▸ WHAT IS REQUIRED
Wherever the word "single" occurs in the listing, copy the whole line.
*** Opening of INPUT MATERIAL ***
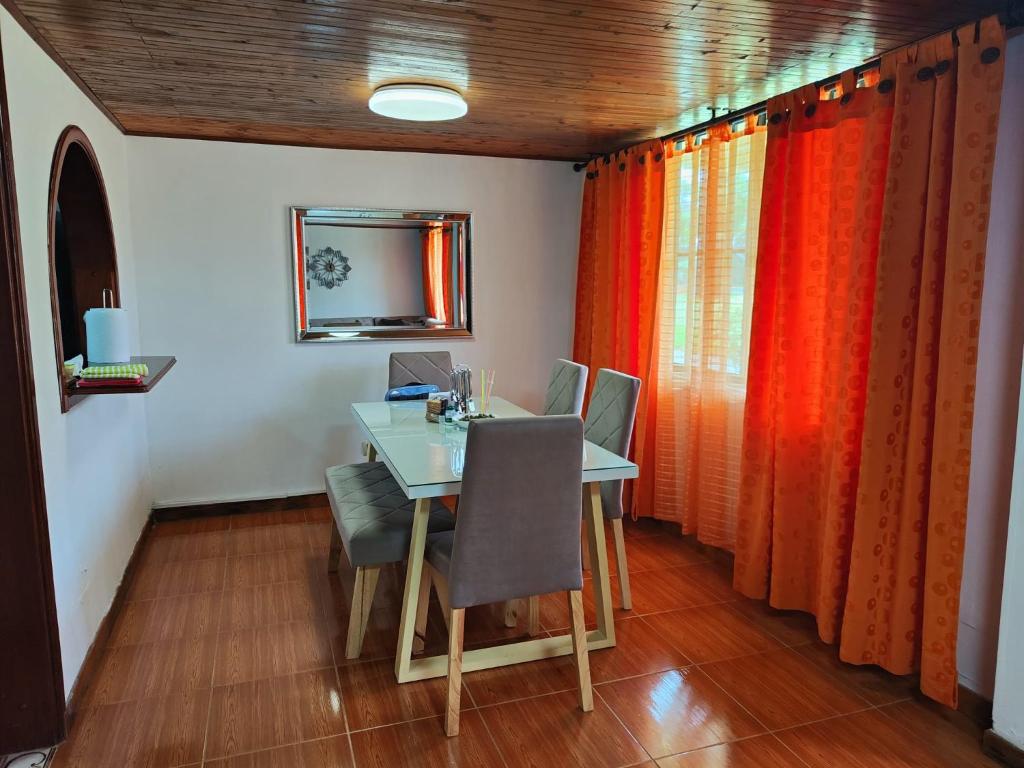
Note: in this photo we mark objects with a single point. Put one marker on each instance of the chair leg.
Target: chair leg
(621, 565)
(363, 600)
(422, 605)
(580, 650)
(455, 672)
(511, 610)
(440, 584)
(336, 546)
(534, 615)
*** Close of INPUT MATERIAL ***
*** Opening of INPUT MATERIAL ***
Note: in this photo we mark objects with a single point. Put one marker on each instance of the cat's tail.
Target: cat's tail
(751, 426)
*** Close of INPUT MATERIAL ***
▸ PROBLEM SOLUTION
Note: in this photo we mark objects with a single point. Put one marker on each instance of the chair leg.
Note: in this photo we mark objects with a single point. Put one marker on each instance of the cat's tail.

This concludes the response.